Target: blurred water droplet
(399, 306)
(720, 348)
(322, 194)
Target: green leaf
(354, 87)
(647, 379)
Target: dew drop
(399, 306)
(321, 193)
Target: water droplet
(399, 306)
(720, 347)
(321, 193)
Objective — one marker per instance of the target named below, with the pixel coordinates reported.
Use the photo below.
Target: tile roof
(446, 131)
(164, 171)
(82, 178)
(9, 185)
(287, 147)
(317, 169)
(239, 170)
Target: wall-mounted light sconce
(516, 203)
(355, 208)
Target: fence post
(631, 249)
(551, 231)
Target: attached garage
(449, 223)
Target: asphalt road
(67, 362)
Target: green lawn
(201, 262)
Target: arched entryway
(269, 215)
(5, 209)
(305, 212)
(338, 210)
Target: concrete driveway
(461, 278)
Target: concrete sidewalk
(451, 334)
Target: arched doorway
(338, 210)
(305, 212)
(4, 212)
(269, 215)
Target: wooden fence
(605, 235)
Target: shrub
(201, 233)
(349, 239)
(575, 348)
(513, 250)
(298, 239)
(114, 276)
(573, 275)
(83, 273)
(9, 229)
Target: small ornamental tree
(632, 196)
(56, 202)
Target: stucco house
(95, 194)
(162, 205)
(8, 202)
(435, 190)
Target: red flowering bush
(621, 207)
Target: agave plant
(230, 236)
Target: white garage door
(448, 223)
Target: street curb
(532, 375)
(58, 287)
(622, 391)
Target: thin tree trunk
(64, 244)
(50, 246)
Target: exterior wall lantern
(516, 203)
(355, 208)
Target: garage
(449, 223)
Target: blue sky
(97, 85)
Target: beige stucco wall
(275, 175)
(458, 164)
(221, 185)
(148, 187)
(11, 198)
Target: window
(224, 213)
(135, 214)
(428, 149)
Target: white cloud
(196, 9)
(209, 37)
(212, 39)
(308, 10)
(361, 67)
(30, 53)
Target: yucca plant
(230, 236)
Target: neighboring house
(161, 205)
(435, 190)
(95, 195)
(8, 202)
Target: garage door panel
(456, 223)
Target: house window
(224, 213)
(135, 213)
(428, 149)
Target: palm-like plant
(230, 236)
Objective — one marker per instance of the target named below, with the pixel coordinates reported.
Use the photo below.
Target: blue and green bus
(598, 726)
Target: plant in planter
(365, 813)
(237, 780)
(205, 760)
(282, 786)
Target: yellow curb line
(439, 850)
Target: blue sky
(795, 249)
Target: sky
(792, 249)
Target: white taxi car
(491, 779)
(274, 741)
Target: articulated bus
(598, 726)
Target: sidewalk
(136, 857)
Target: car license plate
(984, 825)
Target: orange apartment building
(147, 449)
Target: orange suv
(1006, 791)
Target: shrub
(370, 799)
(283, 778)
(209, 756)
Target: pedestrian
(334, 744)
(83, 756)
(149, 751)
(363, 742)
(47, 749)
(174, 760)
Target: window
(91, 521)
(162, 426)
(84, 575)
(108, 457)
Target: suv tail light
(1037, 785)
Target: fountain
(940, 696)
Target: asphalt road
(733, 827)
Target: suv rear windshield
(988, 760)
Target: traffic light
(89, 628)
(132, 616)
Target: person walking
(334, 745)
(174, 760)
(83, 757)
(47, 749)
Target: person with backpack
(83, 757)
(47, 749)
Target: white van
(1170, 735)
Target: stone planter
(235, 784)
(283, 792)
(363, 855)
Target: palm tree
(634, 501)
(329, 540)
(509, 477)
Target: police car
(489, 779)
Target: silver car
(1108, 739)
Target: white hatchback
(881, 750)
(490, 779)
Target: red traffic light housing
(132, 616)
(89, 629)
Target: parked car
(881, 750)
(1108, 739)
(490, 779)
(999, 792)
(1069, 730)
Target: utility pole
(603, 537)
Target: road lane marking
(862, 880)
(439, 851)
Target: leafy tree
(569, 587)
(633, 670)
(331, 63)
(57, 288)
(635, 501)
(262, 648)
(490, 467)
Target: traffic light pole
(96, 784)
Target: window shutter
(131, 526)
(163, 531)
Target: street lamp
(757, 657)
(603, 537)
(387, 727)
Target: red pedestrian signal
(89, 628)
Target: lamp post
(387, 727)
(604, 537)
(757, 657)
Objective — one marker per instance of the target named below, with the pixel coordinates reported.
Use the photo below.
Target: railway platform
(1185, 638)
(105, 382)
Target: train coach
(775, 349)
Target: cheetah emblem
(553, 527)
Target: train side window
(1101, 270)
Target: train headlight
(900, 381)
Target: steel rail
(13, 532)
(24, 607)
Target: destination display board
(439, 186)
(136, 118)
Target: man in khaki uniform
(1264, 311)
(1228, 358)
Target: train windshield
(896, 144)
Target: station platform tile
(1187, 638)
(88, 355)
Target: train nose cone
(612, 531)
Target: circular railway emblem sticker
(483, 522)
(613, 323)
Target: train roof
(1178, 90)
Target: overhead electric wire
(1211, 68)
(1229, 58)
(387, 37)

━━━━━━━━━━━━━━━━

Transcribe every entry exactly.

Target: blurred water droplet
(399, 306)
(720, 348)
(322, 194)
Target: green leaf
(354, 87)
(647, 379)
Target: dew drop
(399, 306)
(321, 193)
Target: water droplet
(399, 306)
(720, 347)
(321, 193)
Objective — one marker per instance of the target named below, with the pixel coordinates reported.
Use the photo below.
Target: tile roof
(446, 131)
(164, 171)
(82, 178)
(9, 185)
(287, 147)
(317, 169)
(239, 170)
Target: wall-mounted light sconce
(516, 203)
(355, 208)
Target: fence post
(631, 249)
(551, 231)
Target: attached garage
(449, 223)
Target: asphalt road
(67, 362)
Target: green lawn
(201, 262)
Target: arched entryway
(269, 215)
(5, 209)
(305, 212)
(338, 210)
Target: concrete driveway
(461, 278)
Target: concrete sidewalk
(451, 334)
Target: arched doorway
(338, 210)
(305, 212)
(4, 212)
(269, 215)
Target: wooden fence
(605, 235)
Target: shrub
(201, 233)
(349, 239)
(575, 348)
(513, 250)
(298, 239)
(114, 276)
(573, 275)
(83, 273)
(9, 229)
Target: small ornamental tree
(632, 196)
(56, 202)
Target: stucco house
(95, 194)
(162, 205)
(8, 202)
(435, 190)
Target: red flowering bush
(621, 207)
Target: agave plant
(230, 236)
Target: white garage door
(448, 223)
Target: street curb
(532, 375)
(58, 287)
(622, 391)
Target: thin tree trunk
(64, 244)
(50, 246)
Target: exterior wall lantern
(516, 203)
(355, 208)
Target: garage
(449, 223)
Target: blue sky
(97, 85)
Target: beige stucco wall
(275, 175)
(458, 164)
(221, 185)
(148, 187)
(11, 198)
Target: window
(224, 213)
(135, 214)
(428, 149)
Target: white cloud
(196, 9)
(209, 37)
(212, 39)
(308, 10)
(361, 67)
(30, 53)
Target: yucca plant
(230, 236)
Target: neighboring house
(161, 205)
(435, 190)
(95, 195)
(8, 202)
Target: garage door panel
(456, 223)
Target: house window
(224, 213)
(135, 213)
(428, 149)
Target: palm-like plant
(230, 236)
Objective — one marker per instance of the target named below, with the pixel coordinates reported.
Use the photo below.
Target: blue and green bus
(598, 726)
Target: plant in planter
(365, 813)
(237, 780)
(205, 760)
(282, 786)
Target: yellow curb line
(439, 850)
Target: blue sky
(795, 249)
Target: sky
(792, 249)
Target: white taxi car
(491, 779)
(274, 741)
Target: articulated bus
(598, 726)
Target: sidewalk
(136, 857)
Target: car license plate
(984, 825)
Target: orange apartment building
(147, 449)
Target: orange suv
(1006, 791)
Target: shrub
(370, 799)
(283, 778)
(209, 756)
Target: pedestrian
(334, 744)
(83, 756)
(149, 751)
(363, 742)
(47, 749)
(174, 760)
Target: window
(91, 521)
(162, 426)
(84, 575)
(108, 457)
Target: suv tail light
(1037, 785)
Target: fountain
(940, 696)
Target: asphalt road
(733, 827)
Target: suv rear windshield
(988, 760)
Target: traffic light
(89, 628)
(132, 616)
Target: person walking
(334, 745)
(174, 760)
(83, 757)
(47, 749)
Target: person with backpack
(83, 757)
(47, 749)
Target: white van
(1170, 735)
Target: stone planter
(235, 784)
(283, 792)
(363, 855)
Target: palm tree
(634, 501)
(329, 540)
(509, 477)
Target: police car
(489, 779)
Target: silver car
(1108, 739)
Target: white hatchback
(881, 750)
(490, 779)
Target: red traffic light housing
(132, 616)
(89, 629)
Target: parked car
(881, 750)
(1108, 739)
(490, 779)
(999, 792)
(1069, 730)
Target: utility pole
(603, 537)
Target: road lane marking
(862, 880)
(439, 851)
Target: leafy tree
(569, 587)
(633, 670)
(331, 63)
(57, 288)
(635, 501)
(262, 648)
(490, 467)
Target: traffic light pole
(96, 784)
Target: window shutter
(131, 526)
(163, 531)
Target: street lamp
(757, 657)
(603, 537)
(387, 727)
Target: red pedestrian signal
(89, 628)
Target: lamp post
(387, 727)
(604, 537)
(757, 657)
Objective — one marker per instance of the target named below, with the pixel coordinates reported.
Use the photo below.
Target: railway platform
(1185, 638)
(105, 382)
Target: train coach
(775, 349)
Target: cheetah emblem
(553, 527)
Target: train side window
(1101, 270)
Target: train headlight
(900, 381)
Target: steel rail
(13, 532)
(24, 607)
Target: destination display board
(439, 186)
(136, 118)
Target: man in khaki uniform
(1264, 311)
(1228, 358)
Target: train windshield
(896, 144)
Target: station platform tile
(1187, 638)
(88, 355)
Target: train nose cone
(612, 531)
Target: circular railway emblem sticker
(483, 522)
(613, 323)
Target: train roof
(1178, 90)
Target: overhead electric wire
(1211, 68)
(1229, 58)
(387, 37)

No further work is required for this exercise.